Please reproduce every record, keeping each one exactly as written.

SOURCE MATERIAL
+---+
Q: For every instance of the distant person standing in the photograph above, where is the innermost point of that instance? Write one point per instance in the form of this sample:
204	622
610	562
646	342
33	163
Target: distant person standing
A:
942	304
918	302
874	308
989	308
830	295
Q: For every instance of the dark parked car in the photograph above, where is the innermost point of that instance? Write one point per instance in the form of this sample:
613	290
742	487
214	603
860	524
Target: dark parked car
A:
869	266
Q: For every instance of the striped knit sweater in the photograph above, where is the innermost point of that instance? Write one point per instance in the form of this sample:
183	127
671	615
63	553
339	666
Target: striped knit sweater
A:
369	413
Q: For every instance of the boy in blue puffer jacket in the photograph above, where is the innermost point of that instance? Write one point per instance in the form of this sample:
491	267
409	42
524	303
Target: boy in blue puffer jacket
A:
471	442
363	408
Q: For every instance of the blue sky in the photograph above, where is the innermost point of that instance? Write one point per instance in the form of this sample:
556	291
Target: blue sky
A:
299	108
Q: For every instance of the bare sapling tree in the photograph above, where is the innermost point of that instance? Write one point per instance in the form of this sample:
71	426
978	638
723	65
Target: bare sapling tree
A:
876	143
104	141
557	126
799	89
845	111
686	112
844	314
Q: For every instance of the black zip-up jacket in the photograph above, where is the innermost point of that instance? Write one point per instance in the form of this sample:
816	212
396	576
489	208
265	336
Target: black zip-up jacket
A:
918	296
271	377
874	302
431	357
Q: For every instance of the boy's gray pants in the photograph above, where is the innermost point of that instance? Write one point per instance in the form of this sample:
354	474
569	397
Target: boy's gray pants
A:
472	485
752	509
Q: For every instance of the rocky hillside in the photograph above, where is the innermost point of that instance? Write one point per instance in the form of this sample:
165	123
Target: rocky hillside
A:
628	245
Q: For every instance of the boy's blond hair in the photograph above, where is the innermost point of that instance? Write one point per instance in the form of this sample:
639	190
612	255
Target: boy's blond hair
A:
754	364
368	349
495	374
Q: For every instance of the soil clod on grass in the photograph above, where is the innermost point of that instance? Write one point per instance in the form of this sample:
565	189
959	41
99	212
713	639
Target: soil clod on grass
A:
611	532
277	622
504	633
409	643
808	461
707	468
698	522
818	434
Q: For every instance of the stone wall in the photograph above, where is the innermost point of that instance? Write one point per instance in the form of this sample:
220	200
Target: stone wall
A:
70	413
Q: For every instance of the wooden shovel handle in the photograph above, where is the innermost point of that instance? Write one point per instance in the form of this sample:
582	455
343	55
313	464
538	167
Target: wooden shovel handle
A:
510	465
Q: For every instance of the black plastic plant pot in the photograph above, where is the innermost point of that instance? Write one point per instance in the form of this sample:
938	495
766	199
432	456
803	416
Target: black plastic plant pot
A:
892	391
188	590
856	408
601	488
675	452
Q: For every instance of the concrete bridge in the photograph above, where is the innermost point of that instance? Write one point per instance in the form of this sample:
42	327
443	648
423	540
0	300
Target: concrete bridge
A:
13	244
+---+
REPLY
Q: For every instance of the distant person standing in the photograph above, where is the innermost point of that instance? Write one point per instance in the form of this sample:
204	622
610	562
646	342
33	163
Target: distant person standing
A:
942	304
918	302
874	308
989	308
830	295
Q: For every instance of the dark parked car in the photograph above, where is the innermost point of that instance? Write one point per instance in the form of this sample:
613	290
742	487
214	603
860	524
Target: dark parked car
A:
869	266
Q: For every instance of the striped knit sweater in the photograph above, where is the innermost point of that instance? Write one point per instance in the form of this sample:
183	127
671	615
63	553
339	666
Target: striped knit sweater
A:
369	413
Q: For every instance of the boy in blue puffer jacket in the photograph above, where is the innermost point of that instance? Write one point per instance in the form of this sample:
491	267
409	42
524	303
Target: boy in blue puffer jacket
A:
471	442
363	408
Q: For every instance of the blue sky in the photograph above, where is the innermost point of that instance? Write one point per instance in the form of this sample:
556	291
Target: blue sky
A:
299	108
Q: For every instance of the bare sapling tree in the photograph above, where is the innermost point of that instance? Write one point per instance in the form of this sample:
71	426
978	638
723	65
Target: bare sapling tree
A:
876	143
104	141
557	126
799	89
845	111
686	112
844	314
Q: For every instance of the black zip-up jacket in the photograph above, where is the innermost point of that instance? Write one point per instance in the form of this sample:
816	212
396	576
489	208
265	336
Target: black zip-up jacket
A:
918	296
271	377
874	302
431	357
Q: For every instance of the boy's gray pants in the photograph above, where is the innermost point of that instance? Write one point per instance in the form of this sample:
354	474
569	397
Target: boy's gray pants
A:
472	485
752	509
Q: For every instance of the rocky hillside in the photograph above, where is the innermost point of that instance? Write one point per instance in the form of this sample:
165	123
Target: rocky hillside
A:
628	245
Q: For every instance of the boy's blond hair in the photograph above, where is the innermost point of that instance? Write one point per instance in the form of this sample:
639	190
612	255
Target: boy's blond hair
A:
754	364
368	349
495	374
Q: For every instance of the soil clod on grass in the photograph above, where is the innermost point of that instance? Write one point per instance in the form of this sample:
565	189
959	41
99	212
713	639
Target: soil clod on grass
A:
611	532
277	622
504	633
409	643
808	461
707	468
698	522
818	434
Q: For every instance of the stone wall in the photograph above, where is the innermost point of that instance? Write one point per instance in the form of this sample:
220	200
Target: stone wall
A:
70	413
Q: For every instance of the wooden shovel handle in the photograph above, where is the innermost point of that instance? Write one point per instance in the form of this sample:
582	455
343	55
313	464
538	167
Target: wooden shovel handle
A:
510	465
Q: For every instance of the black plastic plant pot in the photograph above, where is the innermost point of that instance? Write one point per instance in the form of this sample:
938	495
766	199
432	456
803	416
Target: black plastic plant pot
A:
892	391
188	590
856	408
601	488
675	452
Q: For every instance of the concrete bridge in the photograph above, where is the innermost point of that instance? Write one point per instance in the form of this sample:
42	327
443	648
423	540
0	300
Target: concrete bridge
A:
13	244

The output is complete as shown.